◆ **Task input**
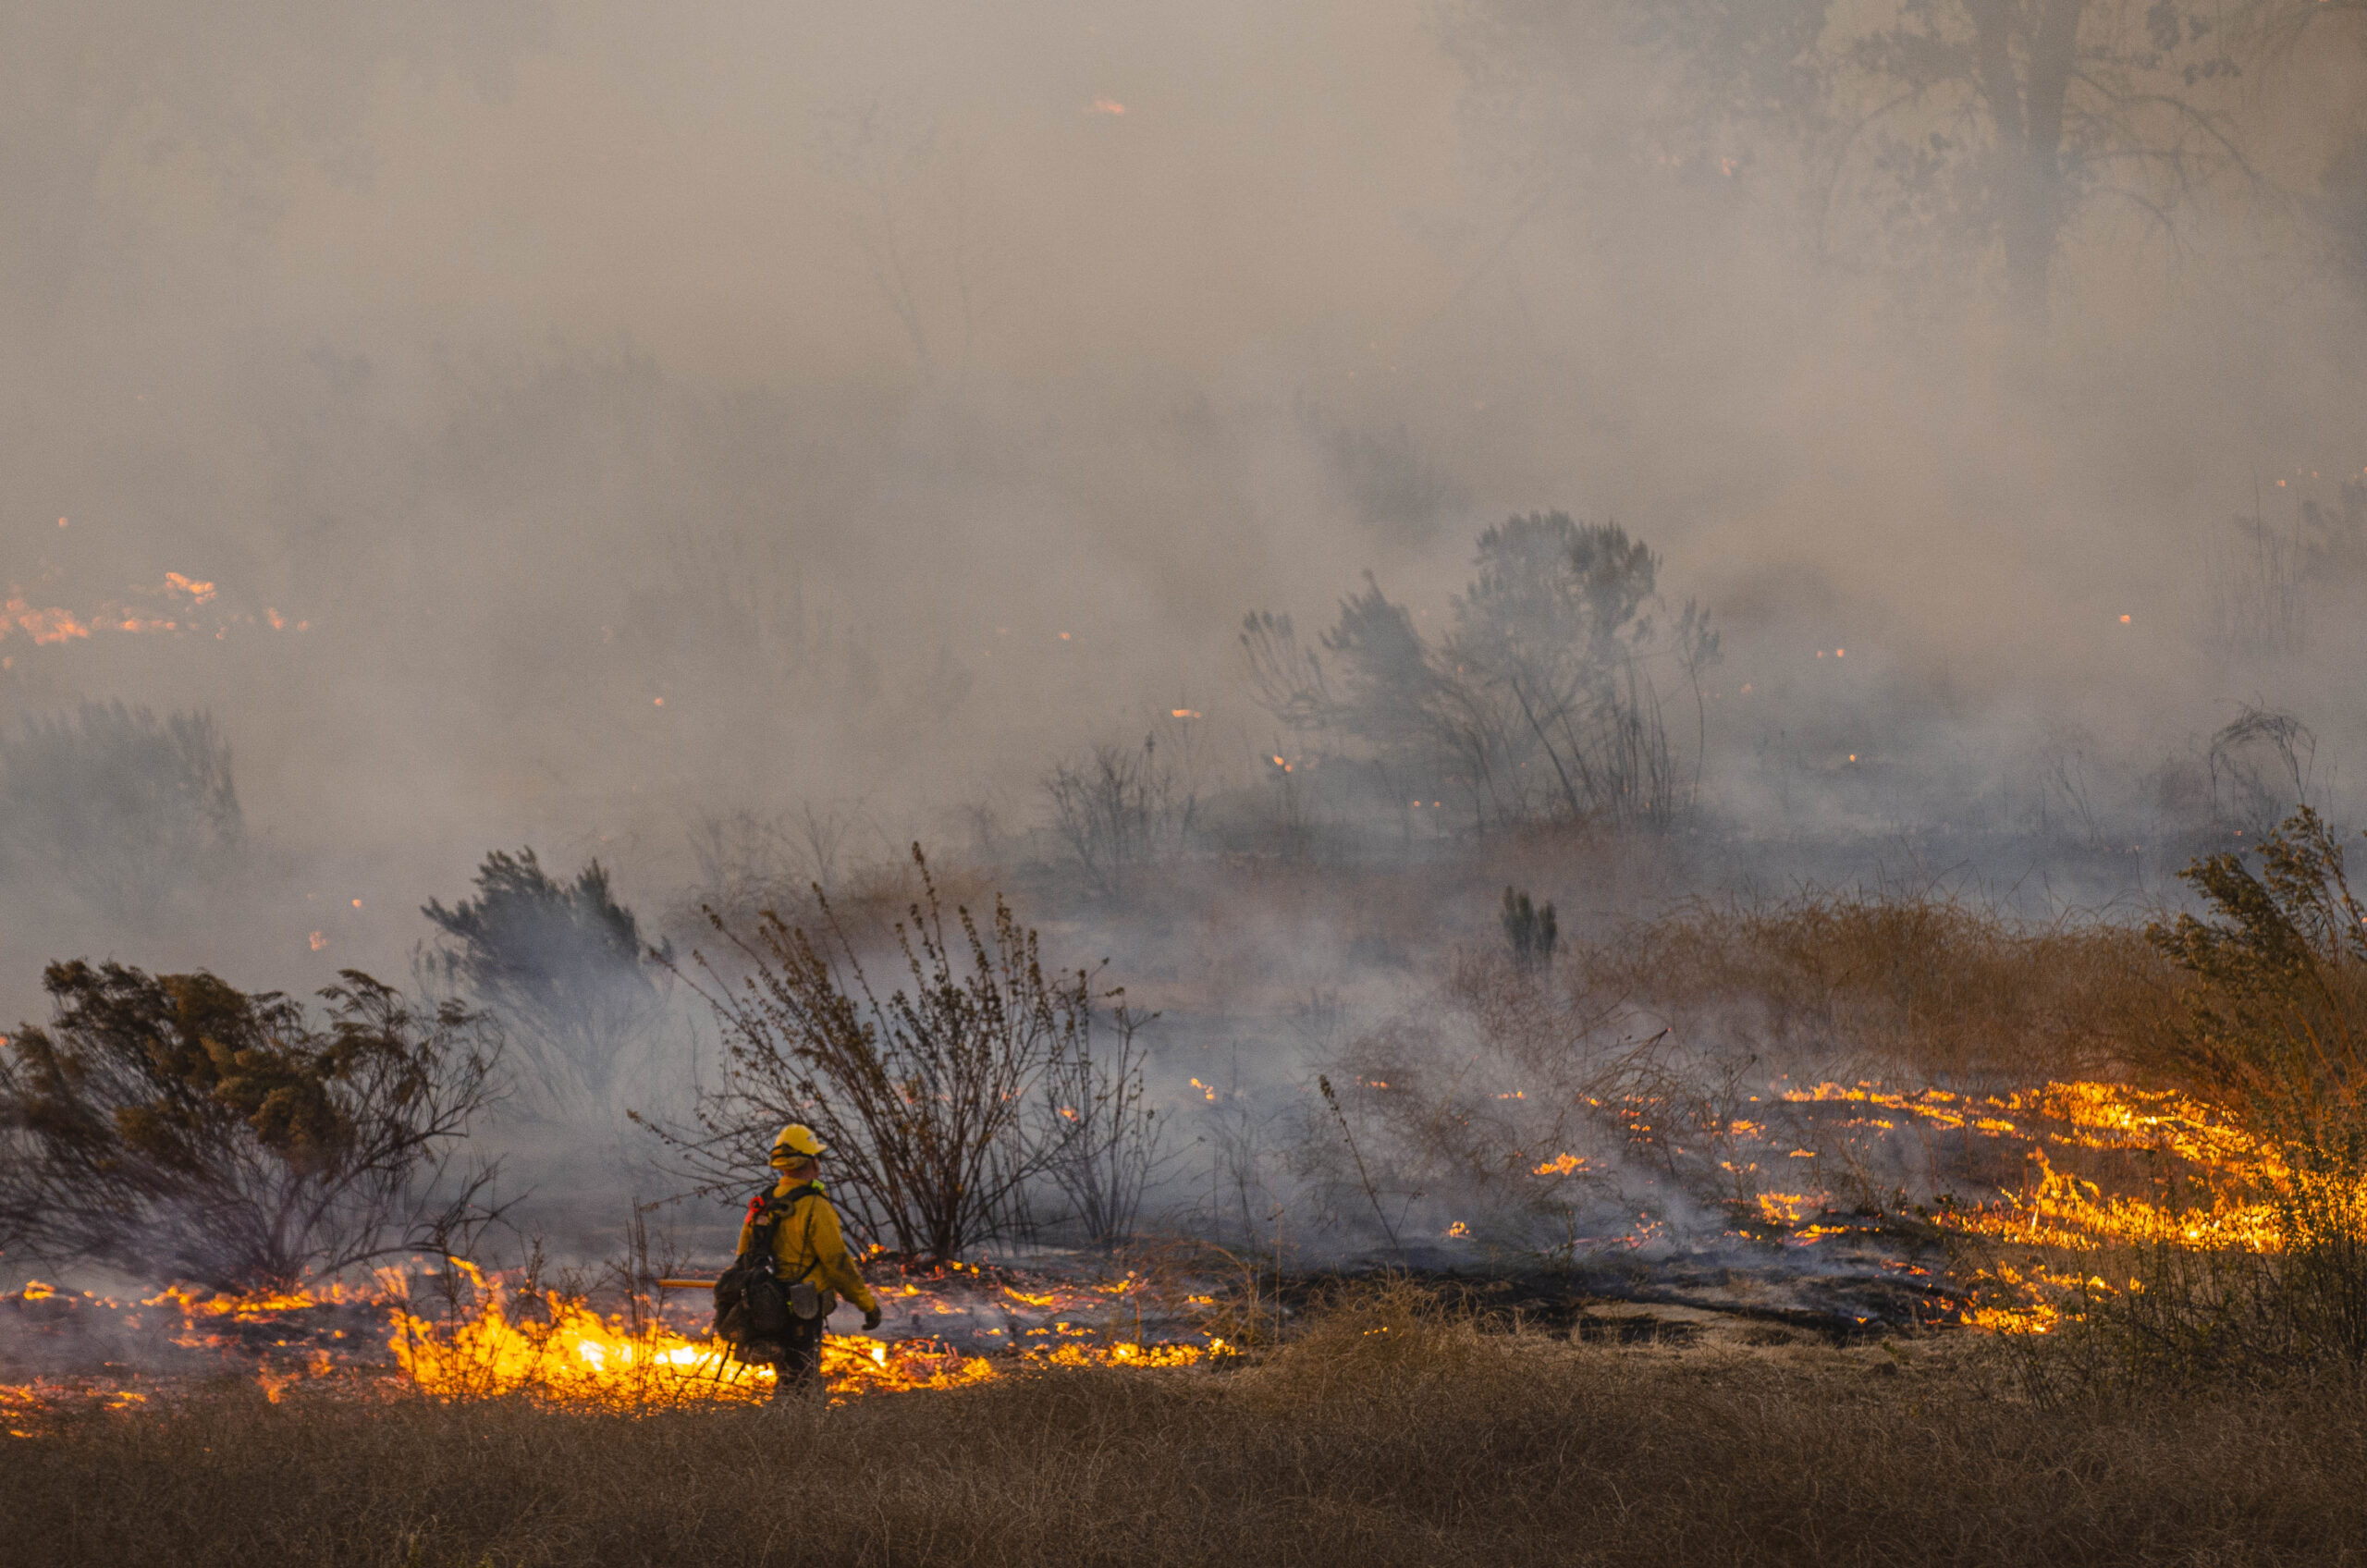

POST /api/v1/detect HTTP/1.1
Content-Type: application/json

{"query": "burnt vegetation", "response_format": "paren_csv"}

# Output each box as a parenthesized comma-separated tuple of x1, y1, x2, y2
(1043, 733, 1199, 901)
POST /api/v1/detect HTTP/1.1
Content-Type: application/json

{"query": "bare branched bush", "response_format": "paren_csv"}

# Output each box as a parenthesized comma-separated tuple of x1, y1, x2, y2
(423, 848, 668, 1109)
(0, 702, 242, 921)
(0, 962, 503, 1291)
(656, 846, 1122, 1261)
(678, 804, 856, 932)
(1034, 999, 1162, 1250)
(1044, 734, 1198, 899)
(2205, 705, 2315, 833)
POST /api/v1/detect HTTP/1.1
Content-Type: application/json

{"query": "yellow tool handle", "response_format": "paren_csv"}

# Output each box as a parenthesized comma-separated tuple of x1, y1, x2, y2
(655, 1278, 721, 1290)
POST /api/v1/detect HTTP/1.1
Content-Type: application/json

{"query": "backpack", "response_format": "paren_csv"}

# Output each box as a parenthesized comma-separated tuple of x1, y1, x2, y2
(713, 1182, 823, 1362)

◆ **What you have to do**
Your answer must consist of every line in the listing that contains "query".

◆ **Reply**
{"query": "burnt vegetation", "response_format": "paren_csv"}
{"query": "bare branched bush", "response_format": "paren_csv"}
{"query": "yellow tool handle", "response_format": "paren_csv"}
{"query": "backpack", "response_format": "paren_csv"}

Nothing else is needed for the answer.